--- Material for this task ---
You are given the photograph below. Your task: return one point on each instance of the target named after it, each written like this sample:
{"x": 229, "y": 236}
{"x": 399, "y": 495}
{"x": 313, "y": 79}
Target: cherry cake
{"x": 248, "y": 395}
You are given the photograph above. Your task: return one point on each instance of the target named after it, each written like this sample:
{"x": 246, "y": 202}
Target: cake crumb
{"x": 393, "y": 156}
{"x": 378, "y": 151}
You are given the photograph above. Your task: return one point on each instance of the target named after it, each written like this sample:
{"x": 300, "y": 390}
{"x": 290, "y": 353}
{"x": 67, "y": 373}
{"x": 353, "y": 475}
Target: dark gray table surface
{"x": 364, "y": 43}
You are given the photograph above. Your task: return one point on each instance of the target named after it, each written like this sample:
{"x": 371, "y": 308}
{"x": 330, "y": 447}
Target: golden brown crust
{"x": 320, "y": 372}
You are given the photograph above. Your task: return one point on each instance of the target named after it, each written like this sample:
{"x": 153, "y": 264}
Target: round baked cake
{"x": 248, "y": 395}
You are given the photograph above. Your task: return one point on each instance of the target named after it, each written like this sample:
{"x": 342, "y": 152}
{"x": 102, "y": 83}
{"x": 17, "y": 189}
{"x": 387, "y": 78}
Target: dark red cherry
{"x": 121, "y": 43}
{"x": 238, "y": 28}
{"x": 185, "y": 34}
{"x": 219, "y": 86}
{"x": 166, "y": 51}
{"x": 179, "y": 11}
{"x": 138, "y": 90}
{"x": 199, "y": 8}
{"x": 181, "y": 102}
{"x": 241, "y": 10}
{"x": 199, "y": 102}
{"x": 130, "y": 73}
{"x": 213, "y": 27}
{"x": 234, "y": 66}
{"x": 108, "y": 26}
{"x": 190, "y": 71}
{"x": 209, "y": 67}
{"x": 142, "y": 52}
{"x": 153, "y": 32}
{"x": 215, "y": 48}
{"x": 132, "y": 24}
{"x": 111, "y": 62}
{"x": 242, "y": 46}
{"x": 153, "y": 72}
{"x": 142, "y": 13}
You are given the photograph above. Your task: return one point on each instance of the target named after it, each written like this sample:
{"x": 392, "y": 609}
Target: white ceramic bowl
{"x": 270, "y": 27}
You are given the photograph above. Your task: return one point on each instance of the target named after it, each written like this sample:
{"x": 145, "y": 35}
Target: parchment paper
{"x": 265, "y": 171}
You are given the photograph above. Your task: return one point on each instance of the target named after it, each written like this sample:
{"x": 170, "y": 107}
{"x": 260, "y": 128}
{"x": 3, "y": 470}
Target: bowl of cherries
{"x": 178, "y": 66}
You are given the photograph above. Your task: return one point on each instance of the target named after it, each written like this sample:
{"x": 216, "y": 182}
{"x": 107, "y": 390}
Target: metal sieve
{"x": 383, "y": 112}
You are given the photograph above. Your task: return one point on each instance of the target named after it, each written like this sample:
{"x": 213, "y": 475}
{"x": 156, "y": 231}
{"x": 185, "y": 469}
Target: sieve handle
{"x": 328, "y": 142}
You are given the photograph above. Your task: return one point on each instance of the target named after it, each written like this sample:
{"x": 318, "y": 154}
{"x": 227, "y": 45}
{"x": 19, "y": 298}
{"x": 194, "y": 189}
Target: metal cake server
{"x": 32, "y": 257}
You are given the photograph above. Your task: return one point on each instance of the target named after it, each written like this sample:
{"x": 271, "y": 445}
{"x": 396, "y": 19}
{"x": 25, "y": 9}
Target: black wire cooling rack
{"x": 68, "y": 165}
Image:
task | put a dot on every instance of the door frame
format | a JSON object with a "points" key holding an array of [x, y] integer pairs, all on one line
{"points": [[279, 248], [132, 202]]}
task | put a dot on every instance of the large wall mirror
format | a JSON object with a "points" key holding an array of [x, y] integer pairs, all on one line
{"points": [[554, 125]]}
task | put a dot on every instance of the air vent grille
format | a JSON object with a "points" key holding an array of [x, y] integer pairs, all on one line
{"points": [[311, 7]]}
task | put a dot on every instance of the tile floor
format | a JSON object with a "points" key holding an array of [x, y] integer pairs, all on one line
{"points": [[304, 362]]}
---
Output every record above in full, exactly as it reads.

You are given the photograph below. Your task: return one point on each instance of the target named after it, each written like this sample:
{"x": 229, "y": 236}
{"x": 399, "y": 495}
{"x": 313, "y": 79}
Target: cherry cake
{"x": 248, "y": 395}
You are given the photograph above. Your task: return one point on each instance of the target named after it, each written like this sample:
{"x": 246, "y": 202}
Target: cake crumb
{"x": 393, "y": 156}
{"x": 378, "y": 151}
You are given the photograph above. Your task: return one point on each instance of the target named after it, each written like this sample:
{"x": 300, "y": 390}
{"x": 290, "y": 353}
{"x": 67, "y": 373}
{"x": 353, "y": 475}
Target: dark gray table surface
{"x": 364, "y": 43}
You are given the photograph above. Your task: return one point on each instance of the target named after it, each written like this sample:
{"x": 371, "y": 308}
{"x": 330, "y": 447}
Target: golden brown crust
{"x": 320, "y": 372}
You are given the photograph above. Your task: return one point on each instance of the target named after it, each written like this sample:
{"x": 153, "y": 264}
Target: round baked cake
{"x": 248, "y": 395}
You are given the photograph above. Your task: return one point on each instance of the target named after it, each written like this sample:
{"x": 342, "y": 152}
{"x": 102, "y": 83}
{"x": 17, "y": 189}
{"x": 387, "y": 78}
Target: dark red cherry
{"x": 121, "y": 43}
{"x": 238, "y": 28}
{"x": 185, "y": 34}
{"x": 219, "y": 86}
{"x": 166, "y": 51}
{"x": 179, "y": 11}
{"x": 138, "y": 90}
{"x": 199, "y": 8}
{"x": 181, "y": 102}
{"x": 241, "y": 10}
{"x": 199, "y": 102}
{"x": 130, "y": 73}
{"x": 213, "y": 27}
{"x": 234, "y": 66}
{"x": 108, "y": 26}
{"x": 190, "y": 71}
{"x": 209, "y": 67}
{"x": 142, "y": 52}
{"x": 153, "y": 32}
{"x": 215, "y": 48}
{"x": 132, "y": 24}
{"x": 111, "y": 62}
{"x": 242, "y": 46}
{"x": 153, "y": 72}
{"x": 142, "y": 13}
You are given the photograph above. Your task: return one point on each instance of the target named after it, each written like this sample:
{"x": 392, "y": 609}
Target: white ceramic bowl
{"x": 270, "y": 27}
You are given the photograph above. Your task: return one point on each instance of the target named after it, each written like this sample:
{"x": 145, "y": 35}
Target: parchment paper
{"x": 265, "y": 171}
You are given the photograph above. Your task: return one point on each instance of the target named after it, each written like this sample:
{"x": 170, "y": 107}
{"x": 260, "y": 128}
{"x": 3, "y": 470}
Target: bowl of cherries
{"x": 178, "y": 66}
You are given the photograph above. Your task: return one point on each instance of the target named after it, each written like this sample:
{"x": 216, "y": 182}
{"x": 107, "y": 390}
Target: metal sieve
{"x": 383, "y": 112}
You are given the photograph above. Your task: return one point on each instance of the target named after it, each written like this sample:
{"x": 213, "y": 475}
{"x": 156, "y": 231}
{"x": 185, "y": 469}
Target: sieve handle
{"x": 328, "y": 142}
You are given the photograph above. Your task: return one point on each instance of the target named after it, each written like this sample:
{"x": 318, "y": 154}
{"x": 227, "y": 45}
{"x": 19, "y": 298}
{"x": 194, "y": 189}
Target: metal cake server
{"x": 32, "y": 257}
You are given the photograph above. Your task: return one point on each instance of the target named after it, each written like this sample:
{"x": 271, "y": 445}
{"x": 396, "y": 19}
{"x": 25, "y": 9}
Target: black wire cooling rack
{"x": 68, "y": 165}
Image:
task | put a dot on every instance of the door frame
format | a JSON object with a "points" key holding an array of [x, y] integer pairs, all on one line
{"points": [[279, 248], [132, 202]]}
task | put a dot on every instance of the large wall mirror
format | a JSON object with a "points" key holding an array of [x, y] integer pairs, all on one line
{"points": [[554, 125]]}
task | put a dot on every instance of the air vent grille
format | a JSON object with a "points" key holding an array of [x, y] integer pairs, all on one line
{"points": [[311, 7]]}
task | put a dot on every instance of the tile floor
format | a JSON object with a "points" key holding an array of [x, y] integer pairs, all on one line
{"points": [[304, 362]]}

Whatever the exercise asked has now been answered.